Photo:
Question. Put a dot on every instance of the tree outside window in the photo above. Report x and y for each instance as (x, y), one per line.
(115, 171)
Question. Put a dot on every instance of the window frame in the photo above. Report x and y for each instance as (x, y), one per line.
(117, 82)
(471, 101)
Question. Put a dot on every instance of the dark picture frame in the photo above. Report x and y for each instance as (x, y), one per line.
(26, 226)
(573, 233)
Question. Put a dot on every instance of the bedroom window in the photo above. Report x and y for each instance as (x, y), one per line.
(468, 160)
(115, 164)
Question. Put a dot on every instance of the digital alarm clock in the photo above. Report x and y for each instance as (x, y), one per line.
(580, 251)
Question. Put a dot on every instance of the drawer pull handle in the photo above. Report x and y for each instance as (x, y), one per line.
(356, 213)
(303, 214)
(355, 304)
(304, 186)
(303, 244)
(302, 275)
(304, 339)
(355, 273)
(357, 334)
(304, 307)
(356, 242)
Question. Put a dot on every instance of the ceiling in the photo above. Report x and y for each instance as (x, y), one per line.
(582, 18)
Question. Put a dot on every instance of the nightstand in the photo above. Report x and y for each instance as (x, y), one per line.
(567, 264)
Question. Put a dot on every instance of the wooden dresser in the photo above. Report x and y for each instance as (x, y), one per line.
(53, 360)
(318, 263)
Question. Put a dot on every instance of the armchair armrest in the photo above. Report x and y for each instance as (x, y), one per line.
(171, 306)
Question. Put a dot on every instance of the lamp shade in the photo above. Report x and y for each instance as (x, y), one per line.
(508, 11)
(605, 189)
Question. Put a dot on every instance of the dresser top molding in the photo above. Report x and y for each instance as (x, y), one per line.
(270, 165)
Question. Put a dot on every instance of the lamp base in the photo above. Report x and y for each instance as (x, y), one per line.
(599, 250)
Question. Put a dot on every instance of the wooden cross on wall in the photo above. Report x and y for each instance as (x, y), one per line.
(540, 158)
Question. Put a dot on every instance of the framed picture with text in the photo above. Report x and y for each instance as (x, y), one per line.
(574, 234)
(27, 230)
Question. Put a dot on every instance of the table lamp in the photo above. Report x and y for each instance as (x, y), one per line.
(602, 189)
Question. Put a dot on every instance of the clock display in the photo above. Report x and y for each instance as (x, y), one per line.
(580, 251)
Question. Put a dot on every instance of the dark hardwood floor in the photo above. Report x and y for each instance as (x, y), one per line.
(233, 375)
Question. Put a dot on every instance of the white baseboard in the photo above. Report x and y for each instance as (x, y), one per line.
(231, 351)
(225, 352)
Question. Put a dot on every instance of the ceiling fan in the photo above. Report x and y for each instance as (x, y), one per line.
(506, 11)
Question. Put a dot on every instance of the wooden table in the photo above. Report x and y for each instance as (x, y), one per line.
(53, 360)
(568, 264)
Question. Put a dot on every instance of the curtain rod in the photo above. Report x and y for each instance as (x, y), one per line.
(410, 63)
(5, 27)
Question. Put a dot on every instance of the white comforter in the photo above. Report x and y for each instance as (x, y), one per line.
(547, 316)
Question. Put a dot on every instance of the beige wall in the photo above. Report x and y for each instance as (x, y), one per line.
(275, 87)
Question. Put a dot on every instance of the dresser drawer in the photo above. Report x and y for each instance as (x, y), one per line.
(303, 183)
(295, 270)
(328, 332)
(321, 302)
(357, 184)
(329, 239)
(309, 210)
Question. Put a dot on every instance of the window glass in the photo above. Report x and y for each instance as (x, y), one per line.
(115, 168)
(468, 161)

------------------------------

WORK REQUIRED: Copy every record exactly as presented.

EXERCISE RESPONSE:
Photo:
Question. Put a dot on every instance of the tree outside window in the photo above. Report x and y for each instance as (x, y), one per line.
(115, 171)
Question. Put a dot on every instance of the window frame in the photo above. Report x and y for each instance as (x, y), one per line.
(117, 82)
(471, 101)
Question. Put a dot on every instance of the dark picture frame in the photo above. Report x and y for each instance as (x, y), one per line.
(26, 226)
(573, 233)
Question. Put a dot on every instance of the bedroom window in the photo above. Report x and y for each instance as (x, y), one per line.
(468, 160)
(115, 164)
Question. Put a dot on every instance of the digital alarm clock in the photo above. Report x and y for each instance as (x, y), one per line.
(580, 251)
Question. Put a dot on every instance of the drawer pull handle in the photo above. Report x and y for each instance as (x, y), one per line.
(356, 213)
(303, 214)
(355, 304)
(304, 186)
(303, 244)
(302, 275)
(304, 339)
(355, 273)
(357, 334)
(304, 307)
(356, 242)
Question. Put a dot on every instance of the ceiling in the photo above. Report x and y for each instance as (x, y), one per line.
(582, 18)
Question. Put a dot on every instance of the nightstand in the photo above. Report x and y for each instance as (x, y), one per line.
(567, 264)
Question. Put a dot on every instance of the wooden dresser in the photo above. Report x and y for each instance as (x, y), one per line.
(53, 360)
(318, 263)
Question. Put a dot on every instance of the armchair armrest in the photo above. Report x and y for each instance as (x, y), one per line.
(171, 306)
Question. Put a dot on every instance of the lamp shade in the photo above. Report x and y for each instance as (x, y), one per line.
(508, 11)
(605, 189)
Question. Put a dot on every instance of the dresser top molding in the photo above. Report x and y for each instance as (x, y), one per line.
(270, 165)
Question. Put a dot on every instance of the lamp base in the photo above. Report x and y for each instance as (x, y), one per line.
(599, 250)
Question. Put a dot on every instance of the wooden cross on wall in the photo above. Report x and y for each instance as (x, y), one per line.
(540, 158)
Question. Put a dot on every instance of the framed picture with text in the photo above. Report x and y for each instance as (x, y), one per line.
(574, 234)
(27, 230)
Question. Put a dot on every instance of the table lamp in the photo above. Report x and y for each instance as (x, y), one per line.
(602, 189)
Question. Put a dot on every instance of the clock display in the photo above. Report x and y for each instance as (x, y), one per line.
(580, 251)
Question. Put a dot on every instance of the dark hardwood floor in the photo above. Report x and y for each instance as (x, y), one per line.
(233, 375)
Question. Put a dot on every instance of the white baseboard in the photo above. Report x and y for each instance as (x, y), one per line.
(231, 351)
(225, 352)
Question. Put a dot on every instance of the ceiling fan in the photo above. Report x and y for each instance as (x, y), one per line.
(506, 11)
Question. Put a dot on every instance of the wooden table in the photo above. Report x and y for each instance as (x, y), one per line.
(53, 360)
(568, 264)
Question. Put a dot on every instance of the curtain rod in the photo above. Report x and y for each instance as (x, y), one per line.
(410, 63)
(5, 27)
Question. Put a dot on every instance of the white comforter in the photo above. Report x and y for each instance as (x, y), one per line.
(547, 316)
Question. Put a dot on every instance of the beige wall in the photo above. Report x and y for each instance as (x, y), one per line.
(275, 87)
Question. Put a dot on every instance of the dresser drawer in the photo above. Report x and y for each instance as (x, y), one per line.
(303, 183)
(295, 270)
(328, 332)
(321, 302)
(357, 184)
(329, 239)
(309, 210)
Question. Put a dot on every instance of the window glass in the photo above. Report x and y for each instance as (x, y), one per line.
(115, 168)
(468, 161)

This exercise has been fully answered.